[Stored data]
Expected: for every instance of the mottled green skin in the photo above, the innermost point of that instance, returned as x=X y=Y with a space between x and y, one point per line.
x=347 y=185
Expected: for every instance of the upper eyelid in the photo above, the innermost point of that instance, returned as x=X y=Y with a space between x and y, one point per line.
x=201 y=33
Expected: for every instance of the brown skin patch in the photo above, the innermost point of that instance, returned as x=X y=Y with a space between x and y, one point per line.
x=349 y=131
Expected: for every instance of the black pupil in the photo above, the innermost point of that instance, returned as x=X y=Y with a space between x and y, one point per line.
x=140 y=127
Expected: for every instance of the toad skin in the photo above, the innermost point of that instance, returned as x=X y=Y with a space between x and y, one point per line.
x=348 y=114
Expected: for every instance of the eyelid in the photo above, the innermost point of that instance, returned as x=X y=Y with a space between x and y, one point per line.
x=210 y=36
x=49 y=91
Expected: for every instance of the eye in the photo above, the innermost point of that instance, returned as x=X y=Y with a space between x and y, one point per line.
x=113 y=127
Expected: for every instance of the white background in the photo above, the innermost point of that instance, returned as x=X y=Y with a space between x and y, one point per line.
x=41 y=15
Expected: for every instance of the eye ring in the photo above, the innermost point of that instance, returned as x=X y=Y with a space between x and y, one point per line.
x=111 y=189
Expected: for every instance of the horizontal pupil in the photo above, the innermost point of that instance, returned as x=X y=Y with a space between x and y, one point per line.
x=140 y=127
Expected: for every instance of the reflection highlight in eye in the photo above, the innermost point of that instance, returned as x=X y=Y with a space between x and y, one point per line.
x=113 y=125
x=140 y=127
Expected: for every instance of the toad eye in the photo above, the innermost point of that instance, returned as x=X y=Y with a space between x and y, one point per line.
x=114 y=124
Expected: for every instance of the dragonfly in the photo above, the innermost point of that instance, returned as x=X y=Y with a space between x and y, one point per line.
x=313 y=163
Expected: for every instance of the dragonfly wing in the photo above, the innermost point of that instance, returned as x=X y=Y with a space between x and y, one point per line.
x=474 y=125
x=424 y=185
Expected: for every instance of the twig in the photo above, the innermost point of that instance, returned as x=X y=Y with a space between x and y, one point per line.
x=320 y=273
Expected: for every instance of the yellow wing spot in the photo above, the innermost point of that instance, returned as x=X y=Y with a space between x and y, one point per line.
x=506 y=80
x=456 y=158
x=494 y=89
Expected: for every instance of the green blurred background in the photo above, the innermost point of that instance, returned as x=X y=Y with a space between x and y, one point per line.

● GIVEN PROBLEM
Retype all of the stored material above line for line, keeping every word and number unchanged.

● OUTPUT FOR THIS TASK
Expected: for every instance of the mottled green skin in the photo above, the innermost point of that instance, returned as x=X y=Y with a space between x and y, one point per line.
x=347 y=185
Expected: for every instance of the upper eyelid in the photo above, the innermost point of that instance, returned as x=X y=Y with a space between x and y, one point per line.
x=201 y=33
Expected: for every instance of the brown skin patch in the photo above, the innermost point of that instance, returned as x=X y=Y with a space between x and y, one point per line.
x=349 y=131
Expected: for every instance of the black pupil in the photo above, the innermost point of that instance, returned as x=X y=Y with a space between x and y, one point per line.
x=140 y=127
Expected: for every instance of the toad skin in the photo above, the innermost point of that instance, returned as x=X y=Y with a space between x and y, one point per line.
x=348 y=114
Expected: for every instance of the eyelid in the photo above, the innermost point of that instance, returned as x=X y=Y with a space between x and y, one point per line.
x=210 y=36
x=49 y=91
Expected: for every instance of the eye in the photo above, the innermost point of that instance, returned as x=X y=Y with a space between x and y, one point per line.
x=113 y=127
Expected: for every instance of the white background in the photo above, the innermost point of that instance, returned as x=X y=Y with a space between x and y, one point per line.
x=41 y=15
Expected: for every instance of the eye ring in the photo above, the innermost point of that instance, returned as x=X y=Y with a space between x and y, one point per line.
x=111 y=189
Expected: for every instance of the horizontal pupil in the photo above, the innermost point of that instance, returned as x=X y=Y with a space between x and y, one point per line.
x=140 y=127
Expected: for every instance of the reflection highlight in eye in the photo above, the innermost point of that instance, returned as x=X y=Y with a space between x and y, one point per line.
x=113 y=125
x=140 y=127
Expected: for every instance of the toad eye in the photo above, the innermost point of that instance, returned as x=X y=Y with a space between x and y, one point per line.
x=114 y=124
Expected: for every instance of the dragonfly in the photo above, the innermost point of that instance, returned as x=X y=Y with a space between x and y, one point per line.
x=313 y=163
Expected: for every instance of the dragonfly wing in the photo above, the innermost point of that instance, returned as x=X y=Y with a space between x and y, one point per line.
x=474 y=125
x=424 y=185
Expected: for every instance of the twig in the photo above, the innermost point of that instance, returned as x=X y=Y with a space between x and y, one point per line.
x=320 y=273
Expected: for every instance of the yellow wing spot in the photo above, the innermost point of that instance, returned as x=X y=Y with a space between x and y, one point per line.
x=506 y=80
x=456 y=158
x=494 y=89
Expected: for every instance of the green blurred background in the photo above, the innermost point of that instance, returned as x=X y=Y with a space between x and y, one point per line.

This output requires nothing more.